### Exercise
Reproduce the entries exactly.

### Source material

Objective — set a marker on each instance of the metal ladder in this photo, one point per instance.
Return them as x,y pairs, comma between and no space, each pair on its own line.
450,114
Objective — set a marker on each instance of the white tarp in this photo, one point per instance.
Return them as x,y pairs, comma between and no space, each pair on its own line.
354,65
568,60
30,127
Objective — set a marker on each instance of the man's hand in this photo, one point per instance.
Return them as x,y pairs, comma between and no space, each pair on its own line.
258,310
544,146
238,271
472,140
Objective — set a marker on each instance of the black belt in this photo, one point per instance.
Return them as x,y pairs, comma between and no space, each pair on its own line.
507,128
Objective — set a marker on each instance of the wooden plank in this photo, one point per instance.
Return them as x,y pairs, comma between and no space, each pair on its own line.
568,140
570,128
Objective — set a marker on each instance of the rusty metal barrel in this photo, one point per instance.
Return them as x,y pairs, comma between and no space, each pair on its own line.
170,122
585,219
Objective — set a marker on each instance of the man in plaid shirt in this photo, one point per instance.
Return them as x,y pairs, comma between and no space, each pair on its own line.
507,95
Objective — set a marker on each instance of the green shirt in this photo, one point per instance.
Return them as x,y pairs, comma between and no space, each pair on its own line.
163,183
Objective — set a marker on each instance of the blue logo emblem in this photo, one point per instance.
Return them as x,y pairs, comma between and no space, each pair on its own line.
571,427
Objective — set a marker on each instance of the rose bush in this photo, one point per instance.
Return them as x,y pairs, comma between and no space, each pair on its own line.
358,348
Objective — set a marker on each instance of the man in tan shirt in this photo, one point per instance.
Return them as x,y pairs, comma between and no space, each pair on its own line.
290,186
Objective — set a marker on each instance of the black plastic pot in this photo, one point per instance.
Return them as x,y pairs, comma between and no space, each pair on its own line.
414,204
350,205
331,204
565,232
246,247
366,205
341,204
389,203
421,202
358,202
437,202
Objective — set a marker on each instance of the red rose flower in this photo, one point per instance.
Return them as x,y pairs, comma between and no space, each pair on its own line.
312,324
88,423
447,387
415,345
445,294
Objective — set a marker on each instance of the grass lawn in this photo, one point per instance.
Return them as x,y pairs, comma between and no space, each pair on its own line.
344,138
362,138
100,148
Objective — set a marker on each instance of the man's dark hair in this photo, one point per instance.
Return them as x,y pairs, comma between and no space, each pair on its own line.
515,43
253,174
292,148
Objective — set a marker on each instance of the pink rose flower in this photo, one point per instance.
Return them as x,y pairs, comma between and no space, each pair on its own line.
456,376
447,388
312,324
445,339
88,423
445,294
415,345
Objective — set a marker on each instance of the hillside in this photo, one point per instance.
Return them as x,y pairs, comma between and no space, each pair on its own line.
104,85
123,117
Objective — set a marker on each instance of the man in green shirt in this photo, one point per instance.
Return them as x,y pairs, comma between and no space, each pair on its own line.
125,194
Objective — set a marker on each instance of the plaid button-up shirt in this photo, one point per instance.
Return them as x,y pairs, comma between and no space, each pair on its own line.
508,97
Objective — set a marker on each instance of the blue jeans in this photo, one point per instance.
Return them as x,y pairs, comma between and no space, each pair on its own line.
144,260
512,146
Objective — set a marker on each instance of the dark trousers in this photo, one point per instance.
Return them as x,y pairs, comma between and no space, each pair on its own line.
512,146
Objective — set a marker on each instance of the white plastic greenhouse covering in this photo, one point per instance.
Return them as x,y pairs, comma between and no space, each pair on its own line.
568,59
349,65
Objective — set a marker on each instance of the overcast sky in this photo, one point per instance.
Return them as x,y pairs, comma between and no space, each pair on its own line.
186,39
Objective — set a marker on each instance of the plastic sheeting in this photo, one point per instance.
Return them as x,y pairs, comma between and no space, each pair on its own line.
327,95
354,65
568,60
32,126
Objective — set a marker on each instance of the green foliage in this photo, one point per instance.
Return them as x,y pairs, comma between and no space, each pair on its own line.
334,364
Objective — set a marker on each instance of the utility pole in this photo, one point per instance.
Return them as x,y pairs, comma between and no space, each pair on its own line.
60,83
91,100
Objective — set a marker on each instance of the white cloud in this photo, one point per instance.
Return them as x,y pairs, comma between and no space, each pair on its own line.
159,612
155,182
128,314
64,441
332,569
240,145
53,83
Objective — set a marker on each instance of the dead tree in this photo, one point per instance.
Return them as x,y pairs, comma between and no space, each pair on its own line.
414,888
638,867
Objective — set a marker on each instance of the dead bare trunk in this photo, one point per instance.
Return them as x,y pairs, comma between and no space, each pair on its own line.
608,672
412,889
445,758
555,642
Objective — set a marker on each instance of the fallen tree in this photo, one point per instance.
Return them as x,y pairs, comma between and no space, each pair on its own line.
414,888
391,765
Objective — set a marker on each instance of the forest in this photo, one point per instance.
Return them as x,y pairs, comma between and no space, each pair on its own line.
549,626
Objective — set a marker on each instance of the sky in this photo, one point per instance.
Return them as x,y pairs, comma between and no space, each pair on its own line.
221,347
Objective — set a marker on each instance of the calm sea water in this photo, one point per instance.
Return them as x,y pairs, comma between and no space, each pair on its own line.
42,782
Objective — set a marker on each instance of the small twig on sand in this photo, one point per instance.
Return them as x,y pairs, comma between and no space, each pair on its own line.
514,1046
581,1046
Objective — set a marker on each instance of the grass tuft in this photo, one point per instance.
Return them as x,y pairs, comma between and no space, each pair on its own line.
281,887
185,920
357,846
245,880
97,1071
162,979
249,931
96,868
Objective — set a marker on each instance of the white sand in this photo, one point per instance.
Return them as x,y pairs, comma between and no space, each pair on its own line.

### Written solution
Objective — set a marker on each instance of the metal ladder in this photo, one point per instance.
Return them as x,y pairs, comma between and no space, each pair on its own line.
450,114
Objective — set a marker on each instance of the white tarp in this photo, one point per instance.
Return them as x,y pairs, comma between and no space, each pair on its own line.
354,65
568,60
30,127
Objective — set a marker on each instance of the man's hand in this photo, one point per instance.
Return them as x,y pairs, comma between and no space, each pair on its own line.
258,310
544,146
238,271
472,140
Objective — set a marker on each instance of the black belt in this photo, one point per instance.
Return them as x,y pairs, comma between and no space, each pair on its own line.
507,128
Objective — set a marker on each instance of the wooden plank in this photo, one point per instance.
Return them as x,y pairs, comma between and no space, each pair on its own line.
568,140
570,128
Objective — set a marker on each instance of the rusty metal barrel in this photo, one point per instance.
Return them as x,y pairs, comma between and no space, each pair on its own line.
170,122
585,219
Objective — set a marker on each instance of the man in plaid shirt in this photo, one point per instance.
Return them as x,y pairs, comma between and no space, each pair on its own line.
507,95
Objective — set a marker on each instance of the green shirt in this photo, one point per instance.
Return them as x,y pairs, comma between and no space, each pair on its own line.
163,183
Objective — set a marker on each instance of the blue logo emblem in this photo, one point per instance.
Return them as x,y pairs, comma between and no space, each pair on its own line.
571,427
Objective — set a marker on each instance of the rose bush in this photo, one point per instance.
Return them as x,y pairs, comma between and no space, each pair on its own line.
358,348
Objective — set a marker on each instance of the man in tan shirt in this photo, one point per instance.
Return them as x,y pairs, comma between and no space, each pair on its own line.
290,186
Objective — set a marker on each instance of the black plastic pot in this photo, one point per instance.
Return them as x,y pairs, comma between and no space, each pair on its own line.
414,204
350,205
331,204
565,232
246,247
366,205
341,204
389,203
421,202
358,202
437,202
Objective — set a marker on each instance of the red rose flower in this photo, one point per instance.
Return them as x,y pairs, comma between and no space, each pair on its own line.
312,324
88,423
447,387
415,345
445,294
Objective — set a marker on each instance of the grass lawn in this photo, one point per instance.
Return them as x,y pairs, comma between and no space, each pair on its own line.
344,138
362,138
100,148
Objective — set a marker on each instance of the man's dark hair in this photo, one point per instance.
Return them as x,y pairs, comma between and no space, each pair on its own line.
515,43
253,174
292,148
Objective — set a marker on each instance of the pink rose flower in this photo, one point per instance.
Return them as x,y pairs, comma between and no space, each pair on its own line.
456,376
447,388
312,324
445,339
88,423
445,294
415,345
Objective — set a marker on each instance of the hillside in this photo, one point per instance.
Return them as x,y pairs, comma between and no space, each pair on its own line.
104,85
123,117
Objective — set a marker on each instance of the man in green shirt in this photo, one point per instance.
Return them as x,y pairs, comma between and no space, each pair on its own line.
125,194
Objective — set a marker on each instance of the plaid button-up shirt in this photo, one point per instance.
Return them as x,y pairs, comma between and no space, each pair on its own line.
508,97
Objective — set a marker on each instance of the blue jeans in this photo, one point per instance.
Return them as x,y pairs, comma between and no space, each pair on its own line.
144,260
512,146
Objective — set a marker on each instance of the dark trousers in this photo, one point per instance.
Return them as x,y pairs, comma between and no space, each pair on its own line.
512,146
Objective — set a marker on each instance of the white plastic greenhouse covering in this photo, one point per instance.
Return them as x,y pairs, comma between and no space, each pair on its own line.
568,59
349,65
Objective — set a marker on each instance of the overcast sky in this photo, one point per instance.
Return them as x,y pairs, comma between and no space, each pair on its own line.
186,39
Objective — set a marker on each instance of the plastic sheeting in this photo, one point per instance.
Return them as x,y pairs, comma between and no space, each pair on its own line.
327,95
354,65
568,60
32,126
Objective — set a marker on each instance of the green foliage in this photo, one point per instance.
Return them as x,y pairs, comma between and no space, each pair on its own line.
334,364
Objective — set a marker on each instance of the utility pole in this photo, one point per instance.
Return them as x,y pairs, comma between and no space, each pair on its own line.
60,83
91,100
Objective — set a marker on each instance of the white cloud in this photo, one point per instance.
Return them as x,y pairs, comma between and no space, each pair on its own line.
159,612
155,182
128,314
64,441
332,569
240,145
53,83
Objective — set a marker on each instance of the dead tree in this photo, one point per instance.
Return them as x,y pairs, comma between and no space, each pair on its own line.
414,888
638,867
Objective — set a marker on each instance of the dead bare trunk in this photo, one point per instance.
Return them as x,y pairs, comma between and no space, each pair on its own line.
608,672
412,889
445,758
555,642
Objective — set a marker on each instance of the fallen tree in this photo, one point per instance.
Return them as x,y pairs, comma between and no space, each pair on its own line.
414,888
391,765
Objective — set a marker on each instance of the forest in this photo, one point per instance.
Return them as x,y pairs, comma between and no space, each pair on its own line.
549,626
Objective — set a marker on each instance of the sky in this photo, one point per instance.
Return them as x,y pairs, comma between and no space, each pair on its own line.
221,347
Objective — set a marker on each instance of the calm sea water in this photo, one point per instance.
Return them as x,y pairs, comma between and no space, each pair on its own line.
42,782
Objective — set a marker on each instance of the small twig on sand in this photo, one point per instance.
Return them as x,y pairs, comma between and no space, each pair on its own line.
514,1046
581,1046
Objective — set a marker on each instance of the grass tuft in this photo, one point per instance.
Return them as x,y pairs, comma between and no space, each pair on its own line.
281,887
185,920
357,846
245,880
97,1071
162,979
249,931
96,868
Objective — set a marker on each instance of the white sand in this photo, one point per instance.
Return them as x,y pairs, comma between and no space, each pair on its own line.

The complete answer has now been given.